If function $$f$$ can be called by function $$g$$, the system calls belonging to the set of basic blocks that would be executed after the call site which could call $$f$$ in $$g$$ are denoted by $$B'$$. Then:

$A'=[ \bigcup_{i=j+1}^{n}F_i ] \cup B'$

If no function can call $$f$$, $$B'$$ would just be the empty set.

(1) follows from the fact that sets of system calls for each basic block $$F_i$$ form their containing function $$f$$ while (2) and (3) are made from two partitions of $$F_i$$ for $$i..n$$. However, (3) would require extra types of system calls if $$f$$ were called from $$g$$. Because the analysis is done on a per function basis, but considers system calls from other functions, $$g$$ would have it's own sets of executed and to be executed system calls which we'll call $$B$$ and $$B'$$. The context of $$B'$$ is required because if it contained a system call $$s$$ that was also in $$A$$ but not $$A'$$, then a pledge discluding $$s$$ would be made after the latest added basic block in $$A$$. With that context unioned with $$A'$$, $$s$$ will not be removed from subsequent pledges within $$f$$ since it will be required after $$f$$ has completed in $$g$$. It's also important to note that if an execution of a program has a call stack with multiple functions $$g_i$$ called before $$f$$, only the context of the function call before it is required because each function would union its context into its subsequent called function. This concept is shown in Figures 2 and 3.

$$A$$ contains the system calls of the first basic block in $$f$$ and $$A'$$ contains the system calls of the second basic block in $$f$$ as well as all system calls of $$g$$. The analysis will find that system call 1 can be removed from a pledge call after that first basic block in $$f$$, unless another function calling $$f$$ later requires it.

$$A$$ is increased by including all system calls available to function $$g$$ due to including a call site in $$f$$. However, a pledge is still not created to disclude system call 2 because it's still used later in $$f$$.

The notion of a call stack is a dynamic one that would be normally be seen in an execution trace even though this analysis is static. The information needed to complete the analysis meaningfully can be derived from a call graph. A call graph can be used to determine which functions can possibly be called from any function. That determination is used to derive any recursion as well as the necessary contexts that will be needed when solving for $$A'$$ so breaking pledges are not made.

#Autopledge

##Overview

An ideal pledge call is inserted at exactly the points in a program where static analysis has concluded the keywords it lists are the minimal set necessary for future operation. A conceptual overview of the algorithm which computes these points is given in section 3, however, the handling of both indirect calls, and recursion and looping constructs has not been handled.

Cycles, whether at the function or basic block level, are a concern. A valid analysis must ensure that the possibility of executing a code segment multiple times is taken into account, however, since reasoning about such behaviour would necessitate a form of symbolic execution, the authors propose a method of precision loss instead. Function and basic block summaries are computed such that all code segments in a cycle are considered to make the same set of system calls. This is implemented by representing the calling elements as nodes in a graph, where every node contains a bitvector of possible system calls. Then, for every node, the bitvector of the caller and their own are met and assigned to the caller's node. Since the bitvector and meet operator over bitvectors forms a lattice, application of this algorithm may be shown to a reach a fixpoint in maximally quadratic time in node cardinality.

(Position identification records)
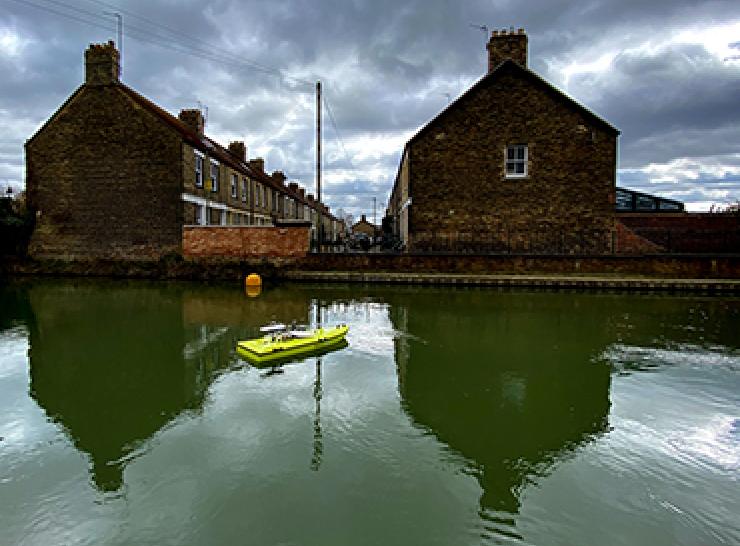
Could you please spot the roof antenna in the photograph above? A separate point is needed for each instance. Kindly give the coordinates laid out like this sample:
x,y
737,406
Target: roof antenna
x,y
119,28
484,28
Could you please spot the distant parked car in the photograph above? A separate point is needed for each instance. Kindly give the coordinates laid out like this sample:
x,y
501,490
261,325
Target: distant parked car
x,y
361,241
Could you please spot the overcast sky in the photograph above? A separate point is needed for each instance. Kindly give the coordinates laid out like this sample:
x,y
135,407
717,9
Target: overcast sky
x,y
664,72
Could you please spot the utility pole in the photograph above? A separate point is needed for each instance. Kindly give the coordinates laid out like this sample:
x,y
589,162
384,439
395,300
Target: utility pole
x,y
318,162
119,27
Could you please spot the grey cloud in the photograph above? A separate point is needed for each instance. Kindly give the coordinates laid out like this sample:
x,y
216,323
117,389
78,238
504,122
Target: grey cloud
x,y
386,66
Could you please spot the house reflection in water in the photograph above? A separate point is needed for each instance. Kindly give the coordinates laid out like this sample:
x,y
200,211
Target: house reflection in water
x,y
113,364
510,383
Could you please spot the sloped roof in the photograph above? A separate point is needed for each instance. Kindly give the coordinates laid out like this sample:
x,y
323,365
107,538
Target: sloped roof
x,y
200,142
214,149
509,66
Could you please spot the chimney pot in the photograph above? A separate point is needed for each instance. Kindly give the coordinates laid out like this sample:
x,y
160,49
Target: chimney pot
x,y
193,119
102,64
279,177
505,45
238,149
257,164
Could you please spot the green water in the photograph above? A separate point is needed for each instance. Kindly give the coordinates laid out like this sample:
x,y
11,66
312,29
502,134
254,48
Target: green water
x,y
454,416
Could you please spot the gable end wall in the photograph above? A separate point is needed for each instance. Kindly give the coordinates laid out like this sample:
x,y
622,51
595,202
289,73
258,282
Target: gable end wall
x,y
105,177
460,191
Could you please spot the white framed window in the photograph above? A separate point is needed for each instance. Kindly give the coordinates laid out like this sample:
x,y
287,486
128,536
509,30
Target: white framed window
x,y
214,176
198,170
515,160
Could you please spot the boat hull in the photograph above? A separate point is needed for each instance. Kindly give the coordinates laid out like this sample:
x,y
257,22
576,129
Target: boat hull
x,y
270,352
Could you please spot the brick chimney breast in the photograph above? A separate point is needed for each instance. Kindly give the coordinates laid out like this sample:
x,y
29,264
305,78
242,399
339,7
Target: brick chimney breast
x,y
238,150
507,44
257,164
279,177
102,64
193,119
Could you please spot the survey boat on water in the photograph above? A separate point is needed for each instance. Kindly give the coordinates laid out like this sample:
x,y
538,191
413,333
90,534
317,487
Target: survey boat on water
x,y
281,344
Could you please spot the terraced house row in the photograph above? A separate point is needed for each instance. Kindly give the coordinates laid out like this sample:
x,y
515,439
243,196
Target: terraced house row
x,y
113,175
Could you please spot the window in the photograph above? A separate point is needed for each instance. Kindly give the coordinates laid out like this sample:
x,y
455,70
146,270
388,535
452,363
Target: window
x,y
516,161
214,176
198,171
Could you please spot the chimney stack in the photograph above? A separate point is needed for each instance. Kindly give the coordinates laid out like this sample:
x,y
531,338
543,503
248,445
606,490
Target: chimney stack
x,y
194,120
258,164
507,44
238,150
279,177
102,64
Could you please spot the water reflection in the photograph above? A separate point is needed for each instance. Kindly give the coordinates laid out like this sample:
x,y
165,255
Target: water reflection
x,y
114,363
510,383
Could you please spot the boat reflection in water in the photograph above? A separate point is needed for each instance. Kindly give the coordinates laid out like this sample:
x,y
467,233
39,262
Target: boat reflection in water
x,y
114,363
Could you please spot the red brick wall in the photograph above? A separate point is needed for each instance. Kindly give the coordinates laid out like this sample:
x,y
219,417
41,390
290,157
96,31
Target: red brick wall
x,y
687,232
244,242
105,178
628,242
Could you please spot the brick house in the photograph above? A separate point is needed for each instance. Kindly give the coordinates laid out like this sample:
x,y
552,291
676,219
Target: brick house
x,y
113,175
363,226
512,164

SET PROBLEM 1:
Copy the passage from the pledge call analysis text from "#Autopledge" up to and including "not been handled.".
SET PROBLEM 2:
Answer these questions using the pledge call analysis text:
(a) What does $$B'$$ become if no function can call $$f$$?
(b) What can a call graph be used to determine?
(c) In the Autopledge overview, what does every node in the graph contain?
SET PROBLEM 3:
Write the next part of the pledge call analysis text, picking up right after its last sentence.

TASK RESULT 1:
#Autopledge

##Overview

An ideal pledge call is inserted at exactly the points in a program where static analysis has concluded the keywords it lists are the minimal set necessary for future operation. A conceptual overview of the algorithm which computes these points is given in section 3, however, the handling of both indirect calls, and recursion and looping constructs has not been handled.

TASK RESULT 2:
(a) The empty set.
(b) Which functions can possibly be called from any function.
(c) A bitvector of possible system calls.

TASK RESULT 3:
Without extensive synthesis of guard statements, it is often the case that an indirect call will be made to multiple functions. A simplistic approach was taken: the call site is considered to make the union of system calls made by all possible functions. During pledge call insertion, if any of the possible functions do not have a valid location to insert a pledge (e.g. if the function in question does not make the call at all), it must be inserted following the indirect call to avoid a potential lapse in blacklist coverage.

##Setup

Some form of call graph must be generated, as this analysis hinges upon interprocedural information. This is provided by CIL in the form of a callgraph module implemented as an extension. Another data structure to encode system call information for every code segment, derived by the algorithm defined in section 3 in addition to the addendums made in the overview for section 4, is generated by visiting all functions and blocks, as necessary, in the analyzed program.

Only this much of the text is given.